### Action item
Transcribe exactly, and only, the lines from the one containing "Task: indicate one point on every instance of the male" through the last line of the data.

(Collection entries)

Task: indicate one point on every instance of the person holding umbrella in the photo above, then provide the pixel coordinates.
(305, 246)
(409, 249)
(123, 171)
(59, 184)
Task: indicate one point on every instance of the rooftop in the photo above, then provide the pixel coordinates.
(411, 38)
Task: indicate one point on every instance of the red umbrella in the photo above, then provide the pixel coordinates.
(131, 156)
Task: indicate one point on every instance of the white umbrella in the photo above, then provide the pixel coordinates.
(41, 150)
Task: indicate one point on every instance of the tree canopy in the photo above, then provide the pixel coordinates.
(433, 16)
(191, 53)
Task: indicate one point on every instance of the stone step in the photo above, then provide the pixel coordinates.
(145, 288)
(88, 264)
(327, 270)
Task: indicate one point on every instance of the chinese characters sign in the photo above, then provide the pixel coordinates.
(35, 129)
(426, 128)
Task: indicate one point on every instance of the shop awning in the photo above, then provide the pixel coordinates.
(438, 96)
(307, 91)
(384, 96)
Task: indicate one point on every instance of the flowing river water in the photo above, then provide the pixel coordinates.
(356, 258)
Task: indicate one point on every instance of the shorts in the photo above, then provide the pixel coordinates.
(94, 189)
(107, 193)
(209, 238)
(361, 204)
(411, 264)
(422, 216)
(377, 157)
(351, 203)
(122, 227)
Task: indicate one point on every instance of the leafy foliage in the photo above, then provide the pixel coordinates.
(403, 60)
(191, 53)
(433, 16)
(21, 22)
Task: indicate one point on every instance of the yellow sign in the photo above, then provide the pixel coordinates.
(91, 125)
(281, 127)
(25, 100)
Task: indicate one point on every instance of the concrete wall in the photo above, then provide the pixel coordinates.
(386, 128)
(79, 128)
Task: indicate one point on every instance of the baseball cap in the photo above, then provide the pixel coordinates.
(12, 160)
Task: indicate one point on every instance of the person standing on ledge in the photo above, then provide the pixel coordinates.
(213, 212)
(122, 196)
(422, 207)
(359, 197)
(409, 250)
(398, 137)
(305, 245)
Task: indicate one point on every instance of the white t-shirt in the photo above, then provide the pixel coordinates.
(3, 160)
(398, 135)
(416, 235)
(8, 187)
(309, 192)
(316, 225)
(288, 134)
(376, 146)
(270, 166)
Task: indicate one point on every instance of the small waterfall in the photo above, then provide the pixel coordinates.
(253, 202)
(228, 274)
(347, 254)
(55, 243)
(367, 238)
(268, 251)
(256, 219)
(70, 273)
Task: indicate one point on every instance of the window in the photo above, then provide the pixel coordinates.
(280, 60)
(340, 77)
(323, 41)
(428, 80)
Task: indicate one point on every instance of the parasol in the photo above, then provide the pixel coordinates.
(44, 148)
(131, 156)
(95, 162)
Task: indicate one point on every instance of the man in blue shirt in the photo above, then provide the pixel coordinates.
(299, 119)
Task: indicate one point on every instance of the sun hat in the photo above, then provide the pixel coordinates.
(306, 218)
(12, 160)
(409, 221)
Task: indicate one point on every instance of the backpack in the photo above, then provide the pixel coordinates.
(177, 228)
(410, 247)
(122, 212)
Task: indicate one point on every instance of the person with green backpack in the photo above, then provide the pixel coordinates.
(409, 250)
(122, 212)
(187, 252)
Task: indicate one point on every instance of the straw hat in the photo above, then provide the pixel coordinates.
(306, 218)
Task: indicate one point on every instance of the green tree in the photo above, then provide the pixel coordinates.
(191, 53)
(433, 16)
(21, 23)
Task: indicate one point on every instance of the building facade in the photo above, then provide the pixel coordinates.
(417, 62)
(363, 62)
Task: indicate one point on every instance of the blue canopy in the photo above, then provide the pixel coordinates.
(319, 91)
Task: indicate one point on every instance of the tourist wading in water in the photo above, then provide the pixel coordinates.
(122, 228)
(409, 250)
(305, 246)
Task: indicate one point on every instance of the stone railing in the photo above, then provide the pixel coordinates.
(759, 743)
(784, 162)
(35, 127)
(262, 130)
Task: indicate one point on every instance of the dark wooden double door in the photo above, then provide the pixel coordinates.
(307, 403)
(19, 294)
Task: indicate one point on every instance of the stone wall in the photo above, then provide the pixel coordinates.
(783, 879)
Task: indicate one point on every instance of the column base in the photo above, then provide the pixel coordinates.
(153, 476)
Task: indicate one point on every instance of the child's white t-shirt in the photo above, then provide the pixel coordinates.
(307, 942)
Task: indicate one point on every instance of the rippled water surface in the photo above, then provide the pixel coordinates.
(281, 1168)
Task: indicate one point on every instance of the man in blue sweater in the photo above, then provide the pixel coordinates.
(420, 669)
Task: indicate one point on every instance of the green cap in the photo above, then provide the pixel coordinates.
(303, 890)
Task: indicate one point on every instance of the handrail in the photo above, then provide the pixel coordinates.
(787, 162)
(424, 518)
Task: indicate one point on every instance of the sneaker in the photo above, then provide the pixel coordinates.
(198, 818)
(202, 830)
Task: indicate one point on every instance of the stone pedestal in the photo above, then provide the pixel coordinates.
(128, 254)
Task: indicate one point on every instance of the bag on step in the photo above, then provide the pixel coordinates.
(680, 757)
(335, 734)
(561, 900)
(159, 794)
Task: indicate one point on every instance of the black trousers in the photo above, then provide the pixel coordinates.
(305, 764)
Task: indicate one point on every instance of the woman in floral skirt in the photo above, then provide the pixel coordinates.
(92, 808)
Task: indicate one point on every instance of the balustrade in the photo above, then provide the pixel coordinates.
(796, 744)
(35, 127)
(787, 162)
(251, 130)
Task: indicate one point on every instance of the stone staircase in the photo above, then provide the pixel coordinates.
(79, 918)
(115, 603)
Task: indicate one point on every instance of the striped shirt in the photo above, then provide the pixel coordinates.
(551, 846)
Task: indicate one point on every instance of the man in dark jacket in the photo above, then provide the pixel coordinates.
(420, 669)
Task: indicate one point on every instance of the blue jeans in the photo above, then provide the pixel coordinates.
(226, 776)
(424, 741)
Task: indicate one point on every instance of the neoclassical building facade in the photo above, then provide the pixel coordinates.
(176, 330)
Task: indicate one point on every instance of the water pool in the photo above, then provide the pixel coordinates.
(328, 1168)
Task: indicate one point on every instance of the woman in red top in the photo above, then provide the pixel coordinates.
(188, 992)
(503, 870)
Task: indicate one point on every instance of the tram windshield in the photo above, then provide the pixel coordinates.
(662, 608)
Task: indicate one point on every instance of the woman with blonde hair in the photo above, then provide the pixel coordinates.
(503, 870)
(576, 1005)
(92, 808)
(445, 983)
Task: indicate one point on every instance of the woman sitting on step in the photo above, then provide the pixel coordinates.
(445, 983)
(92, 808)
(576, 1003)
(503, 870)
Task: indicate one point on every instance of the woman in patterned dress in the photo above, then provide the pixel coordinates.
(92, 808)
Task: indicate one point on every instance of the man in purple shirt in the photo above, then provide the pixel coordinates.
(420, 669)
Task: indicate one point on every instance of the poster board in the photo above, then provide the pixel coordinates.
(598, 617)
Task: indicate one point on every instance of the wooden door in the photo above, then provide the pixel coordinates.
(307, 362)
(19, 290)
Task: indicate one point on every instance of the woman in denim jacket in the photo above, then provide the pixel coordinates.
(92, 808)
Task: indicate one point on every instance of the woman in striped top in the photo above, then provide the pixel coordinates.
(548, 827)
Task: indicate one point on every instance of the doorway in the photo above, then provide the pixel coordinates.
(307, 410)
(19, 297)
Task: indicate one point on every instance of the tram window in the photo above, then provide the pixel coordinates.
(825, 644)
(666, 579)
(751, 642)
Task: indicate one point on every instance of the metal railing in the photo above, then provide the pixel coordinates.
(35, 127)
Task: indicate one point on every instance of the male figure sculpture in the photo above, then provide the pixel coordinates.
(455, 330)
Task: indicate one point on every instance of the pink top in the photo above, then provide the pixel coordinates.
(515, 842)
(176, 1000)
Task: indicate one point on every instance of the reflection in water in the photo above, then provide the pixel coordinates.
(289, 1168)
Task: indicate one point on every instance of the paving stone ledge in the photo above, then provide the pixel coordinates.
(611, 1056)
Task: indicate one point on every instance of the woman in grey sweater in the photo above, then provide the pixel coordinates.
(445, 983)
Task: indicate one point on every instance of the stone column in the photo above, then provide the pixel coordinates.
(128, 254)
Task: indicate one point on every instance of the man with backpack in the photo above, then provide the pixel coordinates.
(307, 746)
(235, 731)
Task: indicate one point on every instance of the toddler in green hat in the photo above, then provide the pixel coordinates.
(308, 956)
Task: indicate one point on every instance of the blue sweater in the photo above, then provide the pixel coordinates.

### Answer section
Task: indicate one point on every instance of the male figure sculpture in the photo above, then provide the pixel coordinates.
(455, 330)
Task: indicate one point on every instance of the pink top in the photo above, then provide the pixel coordinates.
(515, 842)
(176, 1000)
Task: indicate one point on every instance of the reflection in water in the photo above, then provide the pixel coordinates.
(289, 1168)
Task: indicate one point on every instance of the paving stone ledge in the photo above, then provide the pixel coordinates.
(611, 1056)
Task: indicate one point on every instance of the woman in grey sweater in the photo above, then provide the pixel coordinates.
(445, 983)
Task: indicate one point on every instance of the stone column in the photo above, then provide the pixel coordinates.
(128, 254)
Task: indicate one point on every instance of the man with backpack in the photo above, then provide the pixel coordinates.
(307, 746)
(235, 731)
Task: indicate one point on every instance of the toddler in green hat in the photo above, then provide the pixel coordinates.
(308, 956)
Task: indicate one point on every instance of the blue sweater in the photo above, then provide the pixel coordinates.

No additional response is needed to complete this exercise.